:: SUPPLIED DATA
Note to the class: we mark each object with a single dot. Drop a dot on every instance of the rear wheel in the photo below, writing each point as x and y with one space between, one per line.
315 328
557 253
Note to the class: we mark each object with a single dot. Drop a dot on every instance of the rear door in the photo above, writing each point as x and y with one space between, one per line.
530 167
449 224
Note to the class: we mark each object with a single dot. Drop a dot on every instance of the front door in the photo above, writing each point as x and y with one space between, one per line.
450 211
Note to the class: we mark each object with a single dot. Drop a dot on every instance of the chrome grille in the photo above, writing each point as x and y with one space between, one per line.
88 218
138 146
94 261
::::
YOUR TASK:
Write out each of the four items above word for word, in the order they appear.

REPLY TO THE EXERCISE:
Note to the class: we mark each object with a single dot. Drop a dot on every instance of the rear wheel in the photo below, writing each point as x and y with one space between, one per line.
315 328
557 253
Note to the class: we mark each object with a single dot. Drop a dot on every instance of the rear door in the photo above, writing each point as x and y with one space between, one per line.
530 167
449 224
Note to the class: we mark each object with a single dot. Drop a dot on every instance of the front door in the photo above, writing each point as x and y with one space between, one per line.
450 211
Note to the class: we mark each object with a single dot. Drop a dot on every instance of the chrome grille in the photo above, writing each point as x and y with one space between, one per line.
88 218
138 146
94 261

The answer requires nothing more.